◆ What this exercise asks ◆
(a) Translate the sentence "Currently SAIAB is hosting Dr Melissa Beata Martin." from the SAIAB news item into French.
(b) Return the exact passage of the SAIAB news item that begins at the words "Currently SAIAB is" and stops after the words "Highlands freshwater ecoregion.".

◆ Document extract ◆
::::::::::

SAIAB News » SAIAB hosts visiting Malaysian researcher

SAIAB Hosts Visiting Malaysian Researcher


Melissa Martin outside the SAIAB facility entrance.

The South African Institute for Aquatic Biodiversity (SAIAB) is the recognised leader in wet collection management and curation in South Africa and the JLB Smith Collection Management Centre includes a collection sorting laboratory, accommodation for collection staff and for visiting scientists and students.

As an Institute that serves as a major scientific resource for knowledge and understanding the biodiversity and functioning of globally significant aquatic ecosystems, SAIAB hosts visiting researchers and students from all over the world. These are exceptional scholars who can contribute to and enrich SAIAB's intellectual and research endeavours and international projection.

Melissa Martin in the JLB Smith Collection Management Centre conducting
morphometrics measurements and meristic counts on collected Enteromius specimens.

Currently SAIAB is hosting Dr Melissa Beata Martin. Melissa is a Malaysian lecturer cum researcher from Universiti Malaysia Terengganu (UMT). While on her visit at SAIAB, she is collaborating with Dr Albert Chakona (SAIAB’s Senior Scientist) to work on the taxonomic revisions of freshwater fishes (family Cyprinidae) in southern Africa. The specific focus of her two months visit is to contribute towards resolving the taxonomic conundrum of the goldie barb group (which currently contains three species, two that are endemic to South Africa and one that has a divided distribution between the Upper Zambezi and the Limpopo systems) and the sawfin minnows from the Eastern Zimbabwe Highlands freshwater ecoregion.


Left pic: Melissa Martin and Albert Chakona field sampling for freshwater crabs Potamonautes with Gavin Gouws at Amathole District.
Right pic: Melissa Martin and Albert Chakona recording data on the goldie barb Enteromius pallidus at Baakens River.

During the literature searches for the goldie barb group, it emerged that there are no type specimens for the goldie barb (Enteromius pallidus). This necessitated the designation of a neotype for this species, of which the manuscript is close to completion and ready for submission. There has also been a longstanding question about the diversity of sawfin minnows from the freshwater ecoregion of the Eastern Zimbabwe Highlands. Currently, there are three sawfin minnows recognised from this ecoregion, E. manicensis, E. eutaenia and E. palludinosus, of which the focus of Melissa’s visit is to review the taxonomic status of the Manica barb, E. manicensis

This work is being done in collaboration with Roger Bills (SAIAB researcher) and Emmanuel Vreven (the Royal Museum for Central Africa (MRAC)). They have examined a comprehensive collection of specimens from the Pungwe and Buzi river systems, and compared these to the syntypes of the Manica barb. Preliminary morphological analyses suggest that there could be three distinct species within what is currently identified as E. manicensis. Once completed, this revision is anticipated to result in resurrecting one of the species that was previously described from this region and description of a new species. Accurate species identification is deemed critical, particularly in this collaborative project where some of the species are of uncertain conservation status and may have been highly impacted by anthropogenic intervention (e.g. pollution) and invasive species.

::::::::::

◆ Records ◆
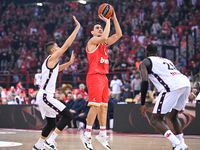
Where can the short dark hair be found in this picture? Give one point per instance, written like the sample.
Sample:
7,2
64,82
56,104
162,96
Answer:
92,27
151,48
48,47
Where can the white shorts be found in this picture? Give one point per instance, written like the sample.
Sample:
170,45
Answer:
49,106
167,101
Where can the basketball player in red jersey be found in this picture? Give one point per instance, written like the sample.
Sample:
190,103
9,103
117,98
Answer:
97,82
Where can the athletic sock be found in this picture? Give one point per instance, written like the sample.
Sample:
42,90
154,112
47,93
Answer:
171,137
52,137
103,131
39,142
88,131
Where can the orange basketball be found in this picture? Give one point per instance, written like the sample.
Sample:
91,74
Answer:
106,10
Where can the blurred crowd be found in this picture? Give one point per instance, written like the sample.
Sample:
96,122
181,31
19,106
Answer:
26,28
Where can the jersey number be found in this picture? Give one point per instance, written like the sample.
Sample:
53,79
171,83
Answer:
170,66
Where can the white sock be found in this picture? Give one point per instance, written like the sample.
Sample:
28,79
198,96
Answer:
171,137
52,137
39,142
180,137
88,131
103,131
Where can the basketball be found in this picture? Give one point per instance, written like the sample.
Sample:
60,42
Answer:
106,10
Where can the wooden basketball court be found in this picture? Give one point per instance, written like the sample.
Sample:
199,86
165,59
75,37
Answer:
69,140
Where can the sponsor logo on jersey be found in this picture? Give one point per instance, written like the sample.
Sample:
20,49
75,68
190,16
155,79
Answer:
104,61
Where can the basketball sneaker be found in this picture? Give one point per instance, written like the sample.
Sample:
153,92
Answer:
103,141
181,146
35,148
50,145
86,142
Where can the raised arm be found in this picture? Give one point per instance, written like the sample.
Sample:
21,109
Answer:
63,66
118,33
95,40
67,43
144,85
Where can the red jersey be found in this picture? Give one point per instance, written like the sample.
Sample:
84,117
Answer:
98,60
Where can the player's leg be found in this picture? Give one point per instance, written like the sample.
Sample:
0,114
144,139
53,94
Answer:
94,91
66,118
86,137
102,116
173,115
164,104
51,123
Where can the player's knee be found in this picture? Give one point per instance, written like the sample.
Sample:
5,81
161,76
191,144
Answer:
154,121
172,117
66,114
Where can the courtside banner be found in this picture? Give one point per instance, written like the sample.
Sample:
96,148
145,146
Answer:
127,118
21,117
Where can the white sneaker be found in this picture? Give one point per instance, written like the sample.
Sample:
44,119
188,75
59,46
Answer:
50,145
35,148
181,146
103,141
86,142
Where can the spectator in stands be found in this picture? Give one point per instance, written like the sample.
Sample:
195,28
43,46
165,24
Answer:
3,95
156,27
77,107
126,90
19,99
110,113
136,85
115,86
37,79
19,87
13,102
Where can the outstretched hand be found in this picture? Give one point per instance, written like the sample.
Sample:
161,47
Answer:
113,14
104,18
76,21
72,57
143,110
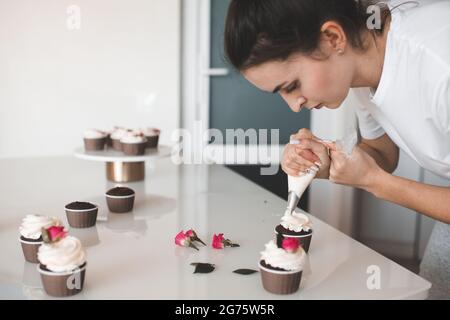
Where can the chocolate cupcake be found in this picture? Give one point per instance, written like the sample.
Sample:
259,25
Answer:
133,144
62,264
31,234
81,214
296,225
152,136
281,268
120,199
94,140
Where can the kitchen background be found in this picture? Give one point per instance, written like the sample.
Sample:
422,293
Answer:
69,65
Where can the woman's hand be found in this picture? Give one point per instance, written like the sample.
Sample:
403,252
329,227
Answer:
297,158
357,170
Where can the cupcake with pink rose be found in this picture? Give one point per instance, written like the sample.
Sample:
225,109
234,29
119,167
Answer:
62,263
152,136
31,234
281,267
94,139
295,225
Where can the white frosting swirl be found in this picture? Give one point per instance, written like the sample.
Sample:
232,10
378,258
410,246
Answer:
132,138
94,134
296,221
280,258
32,225
118,133
150,132
64,255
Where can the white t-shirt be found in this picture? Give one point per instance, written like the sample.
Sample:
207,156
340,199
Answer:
412,101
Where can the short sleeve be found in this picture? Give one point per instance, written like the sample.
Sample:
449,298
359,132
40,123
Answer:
369,128
442,113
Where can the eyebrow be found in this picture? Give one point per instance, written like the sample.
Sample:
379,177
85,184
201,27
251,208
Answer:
277,88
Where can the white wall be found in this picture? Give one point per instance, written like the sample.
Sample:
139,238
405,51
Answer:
120,68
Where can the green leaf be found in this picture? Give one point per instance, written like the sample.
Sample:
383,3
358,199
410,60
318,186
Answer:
245,271
203,267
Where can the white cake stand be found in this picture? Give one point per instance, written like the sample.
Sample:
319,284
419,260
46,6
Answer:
122,168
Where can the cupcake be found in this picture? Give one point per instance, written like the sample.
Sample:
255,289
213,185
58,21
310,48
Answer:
296,225
94,140
62,263
31,234
81,214
117,134
120,199
281,267
152,136
108,139
133,144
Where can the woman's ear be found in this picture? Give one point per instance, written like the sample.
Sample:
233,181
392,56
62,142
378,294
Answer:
333,37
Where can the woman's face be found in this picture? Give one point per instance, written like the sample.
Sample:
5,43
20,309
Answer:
306,82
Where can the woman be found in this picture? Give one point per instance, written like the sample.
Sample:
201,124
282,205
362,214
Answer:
398,62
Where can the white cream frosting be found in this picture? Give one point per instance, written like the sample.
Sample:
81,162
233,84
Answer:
132,138
280,258
94,134
119,133
296,221
150,132
64,255
32,225
300,183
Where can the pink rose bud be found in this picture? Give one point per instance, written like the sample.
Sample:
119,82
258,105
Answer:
183,240
290,244
53,234
218,241
193,236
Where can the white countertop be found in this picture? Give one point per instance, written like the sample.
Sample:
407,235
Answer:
133,256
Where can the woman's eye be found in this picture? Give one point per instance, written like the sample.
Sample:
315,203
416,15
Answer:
291,88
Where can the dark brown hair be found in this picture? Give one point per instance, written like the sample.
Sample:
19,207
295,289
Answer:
259,31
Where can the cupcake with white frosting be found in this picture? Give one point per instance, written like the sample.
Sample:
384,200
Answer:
31,234
94,139
133,144
117,134
295,225
152,136
281,267
62,263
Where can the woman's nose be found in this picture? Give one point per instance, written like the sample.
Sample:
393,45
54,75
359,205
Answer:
295,103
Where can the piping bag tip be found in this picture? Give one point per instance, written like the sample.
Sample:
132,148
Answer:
293,200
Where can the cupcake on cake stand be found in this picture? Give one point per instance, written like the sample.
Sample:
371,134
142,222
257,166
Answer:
121,167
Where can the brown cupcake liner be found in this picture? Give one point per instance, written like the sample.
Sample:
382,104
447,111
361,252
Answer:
30,250
280,282
133,149
152,141
120,204
304,240
63,284
82,218
94,144
116,144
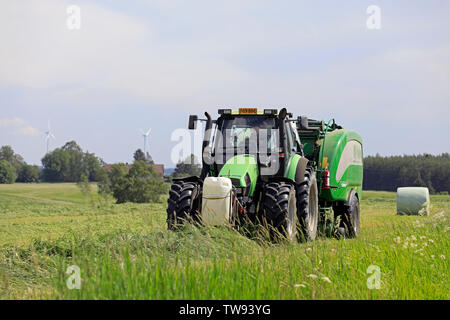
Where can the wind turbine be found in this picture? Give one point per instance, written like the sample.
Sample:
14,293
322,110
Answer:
49,135
145,135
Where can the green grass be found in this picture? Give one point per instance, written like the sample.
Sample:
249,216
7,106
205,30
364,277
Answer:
125,252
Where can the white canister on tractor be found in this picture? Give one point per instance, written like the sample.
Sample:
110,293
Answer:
216,201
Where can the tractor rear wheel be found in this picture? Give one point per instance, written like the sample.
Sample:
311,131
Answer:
183,204
349,216
279,210
308,205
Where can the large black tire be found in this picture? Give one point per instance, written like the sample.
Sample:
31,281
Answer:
308,206
183,204
349,216
278,209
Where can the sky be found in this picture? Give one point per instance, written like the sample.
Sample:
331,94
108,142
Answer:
139,64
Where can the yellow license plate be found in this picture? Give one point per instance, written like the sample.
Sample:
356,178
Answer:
248,111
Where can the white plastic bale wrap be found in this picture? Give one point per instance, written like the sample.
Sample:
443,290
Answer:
413,201
216,201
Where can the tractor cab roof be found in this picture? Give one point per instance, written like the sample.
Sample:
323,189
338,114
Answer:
250,112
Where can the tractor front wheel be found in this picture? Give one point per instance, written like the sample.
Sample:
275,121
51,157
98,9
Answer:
279,210
308,205
183,204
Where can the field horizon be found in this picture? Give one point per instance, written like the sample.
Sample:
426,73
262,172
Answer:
126,252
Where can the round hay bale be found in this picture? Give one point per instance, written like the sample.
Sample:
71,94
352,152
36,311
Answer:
413,201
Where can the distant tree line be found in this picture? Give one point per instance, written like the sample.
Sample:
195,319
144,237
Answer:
70,164
14,169
187,167
138,183
389,173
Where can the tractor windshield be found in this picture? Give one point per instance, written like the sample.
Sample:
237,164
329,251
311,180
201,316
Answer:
249,134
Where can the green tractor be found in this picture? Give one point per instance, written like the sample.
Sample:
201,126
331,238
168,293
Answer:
297,176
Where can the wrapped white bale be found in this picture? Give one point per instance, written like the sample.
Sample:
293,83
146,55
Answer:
216,201
413,201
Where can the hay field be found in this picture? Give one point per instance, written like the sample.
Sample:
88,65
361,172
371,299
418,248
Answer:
125,252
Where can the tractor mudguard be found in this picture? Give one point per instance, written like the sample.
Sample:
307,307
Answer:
243,172
296,168
282,179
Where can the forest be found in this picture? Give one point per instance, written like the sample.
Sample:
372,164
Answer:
425,170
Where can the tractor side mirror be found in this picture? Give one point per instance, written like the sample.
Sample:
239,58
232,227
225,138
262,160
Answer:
193,122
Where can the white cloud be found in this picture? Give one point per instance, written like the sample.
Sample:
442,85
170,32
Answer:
200,53
19,126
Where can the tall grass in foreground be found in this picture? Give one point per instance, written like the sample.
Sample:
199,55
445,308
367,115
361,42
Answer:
221,264
125,252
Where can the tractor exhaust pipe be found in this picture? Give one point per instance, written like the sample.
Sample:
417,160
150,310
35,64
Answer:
207,137
284,149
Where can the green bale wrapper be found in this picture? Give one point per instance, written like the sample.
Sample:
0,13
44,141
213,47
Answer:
413,201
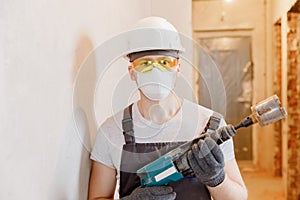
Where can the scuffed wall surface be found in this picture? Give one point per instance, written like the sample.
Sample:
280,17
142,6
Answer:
42,45
293,96
277,90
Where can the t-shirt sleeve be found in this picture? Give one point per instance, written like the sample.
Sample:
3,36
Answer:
227,147
101,150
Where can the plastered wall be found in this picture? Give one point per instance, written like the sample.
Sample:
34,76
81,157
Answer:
43,44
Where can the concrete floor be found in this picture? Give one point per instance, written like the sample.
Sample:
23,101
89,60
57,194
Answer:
262,185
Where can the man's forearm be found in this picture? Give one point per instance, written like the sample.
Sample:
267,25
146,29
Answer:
229,190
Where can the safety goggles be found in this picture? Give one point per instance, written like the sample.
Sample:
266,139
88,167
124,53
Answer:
164,64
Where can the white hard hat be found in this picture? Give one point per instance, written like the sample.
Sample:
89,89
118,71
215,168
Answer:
153,35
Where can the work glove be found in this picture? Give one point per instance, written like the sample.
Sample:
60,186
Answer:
152,193
222,134
207,162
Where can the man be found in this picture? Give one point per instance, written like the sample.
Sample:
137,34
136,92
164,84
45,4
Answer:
158,122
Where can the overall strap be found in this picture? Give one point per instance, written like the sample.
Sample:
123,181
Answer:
127,125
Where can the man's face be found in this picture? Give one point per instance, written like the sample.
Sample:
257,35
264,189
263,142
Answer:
155,75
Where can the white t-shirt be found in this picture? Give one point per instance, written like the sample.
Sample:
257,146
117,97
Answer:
186,125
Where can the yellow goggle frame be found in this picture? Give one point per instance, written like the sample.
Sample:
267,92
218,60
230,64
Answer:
147,64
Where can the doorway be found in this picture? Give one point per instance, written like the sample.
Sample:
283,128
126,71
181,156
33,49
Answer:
232,55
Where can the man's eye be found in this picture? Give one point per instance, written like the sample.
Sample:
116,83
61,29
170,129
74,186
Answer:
146,62
164,62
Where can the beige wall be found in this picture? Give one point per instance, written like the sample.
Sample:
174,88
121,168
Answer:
43,45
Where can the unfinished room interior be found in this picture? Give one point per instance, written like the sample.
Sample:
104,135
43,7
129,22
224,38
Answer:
268,157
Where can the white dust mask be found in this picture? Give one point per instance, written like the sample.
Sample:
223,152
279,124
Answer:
155,84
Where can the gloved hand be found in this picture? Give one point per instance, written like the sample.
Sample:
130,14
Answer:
152,193
207,161
222,134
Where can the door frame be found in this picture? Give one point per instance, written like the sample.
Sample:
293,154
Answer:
243,32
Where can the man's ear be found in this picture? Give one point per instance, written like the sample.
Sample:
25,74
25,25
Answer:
131,73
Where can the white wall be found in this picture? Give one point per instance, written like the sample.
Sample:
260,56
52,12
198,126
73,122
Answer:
43,45
41,42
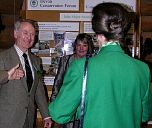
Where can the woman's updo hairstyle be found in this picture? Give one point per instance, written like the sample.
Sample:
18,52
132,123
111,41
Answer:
111,20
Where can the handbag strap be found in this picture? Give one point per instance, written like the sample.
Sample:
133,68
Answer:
83,93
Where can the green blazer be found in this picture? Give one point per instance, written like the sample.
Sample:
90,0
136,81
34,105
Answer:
117,94
16,103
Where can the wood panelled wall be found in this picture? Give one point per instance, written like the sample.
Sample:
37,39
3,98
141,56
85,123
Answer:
10,10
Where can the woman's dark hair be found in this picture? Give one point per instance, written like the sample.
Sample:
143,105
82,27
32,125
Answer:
86,39
111,20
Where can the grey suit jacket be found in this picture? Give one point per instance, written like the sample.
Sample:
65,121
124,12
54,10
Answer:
16,103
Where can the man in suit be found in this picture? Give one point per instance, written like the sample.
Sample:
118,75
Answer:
118,86
17,98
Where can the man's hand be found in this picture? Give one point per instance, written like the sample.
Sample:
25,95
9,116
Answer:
15,73
47,123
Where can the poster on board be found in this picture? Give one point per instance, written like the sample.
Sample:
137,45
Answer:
72,5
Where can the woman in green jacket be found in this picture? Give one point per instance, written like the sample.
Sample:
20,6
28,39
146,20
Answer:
117,91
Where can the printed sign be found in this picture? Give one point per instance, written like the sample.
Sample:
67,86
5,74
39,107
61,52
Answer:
53,5
75,16
59,26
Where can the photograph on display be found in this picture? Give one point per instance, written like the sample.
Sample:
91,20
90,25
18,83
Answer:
59,38
44,47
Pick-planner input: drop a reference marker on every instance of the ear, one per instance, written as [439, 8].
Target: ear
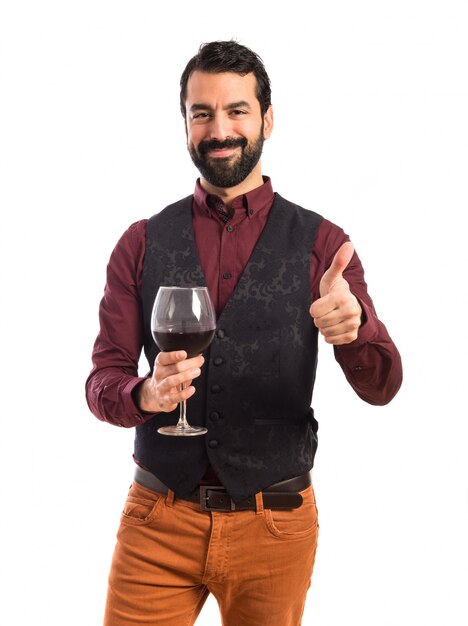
[268, 123]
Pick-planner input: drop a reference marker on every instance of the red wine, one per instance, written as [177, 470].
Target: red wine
[192, 342]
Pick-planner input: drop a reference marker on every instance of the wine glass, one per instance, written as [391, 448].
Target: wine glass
[183, 318]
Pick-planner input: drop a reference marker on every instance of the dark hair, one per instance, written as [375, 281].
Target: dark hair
[228, 56]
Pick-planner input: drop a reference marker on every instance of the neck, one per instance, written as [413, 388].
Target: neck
[227, 194]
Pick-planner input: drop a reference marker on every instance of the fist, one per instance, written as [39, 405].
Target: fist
[337, 313]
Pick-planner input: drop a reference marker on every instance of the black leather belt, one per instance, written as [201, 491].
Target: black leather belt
[283, 495]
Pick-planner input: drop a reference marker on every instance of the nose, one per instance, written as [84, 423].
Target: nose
[220, 127]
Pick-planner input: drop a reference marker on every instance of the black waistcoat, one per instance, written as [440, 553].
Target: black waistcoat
[255, 391]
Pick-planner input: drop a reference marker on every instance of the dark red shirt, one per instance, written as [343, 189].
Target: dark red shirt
[371, 363]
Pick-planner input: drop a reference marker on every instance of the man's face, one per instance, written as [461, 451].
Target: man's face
[225, 129]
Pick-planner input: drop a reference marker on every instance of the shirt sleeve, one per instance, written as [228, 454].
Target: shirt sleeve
[117, 349]
[371, 363]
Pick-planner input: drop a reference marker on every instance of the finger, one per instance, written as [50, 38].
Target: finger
[162, 370]
[341, 327]
[341, 260]
[168, 358]
[181, 378]
[342, 339]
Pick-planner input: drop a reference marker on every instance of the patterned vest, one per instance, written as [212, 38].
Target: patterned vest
[255, 391]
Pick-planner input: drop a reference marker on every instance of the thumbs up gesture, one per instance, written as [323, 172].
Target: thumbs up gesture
[337, 313]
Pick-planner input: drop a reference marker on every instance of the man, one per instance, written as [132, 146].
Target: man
[232, 512]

::::::::::

◆ Exercise solutions ◆
(a) Actuellement, le SAIAB accueille la Dre Melissa Beata Martin.

(b)
Currently SAIAB is hosting Dr Melissa Beata Martin. Melissa is a Malaysian lecturer cum researcher from Universiti Malaysia Terengganu (UMT). While on her visit at SAIAB, she is collaborating with Dr Albert Chakona (SAIAB’s Senior Scientist) to work on the taxonomic revisions of freshwater fishes (family Cyprinidae) in southern Africa. The specific focus of her two months visit is to contribute towards resolving the taxonomic conundrum of the goldie barb group (which currently contains three species, two that are endemic to South Africa and one that has a divided distribution between the Upper Zambezi and the Limpopo systems) and the sawfin minnows from the Eastern Zimbabwe Highlands freshwater ecoregion.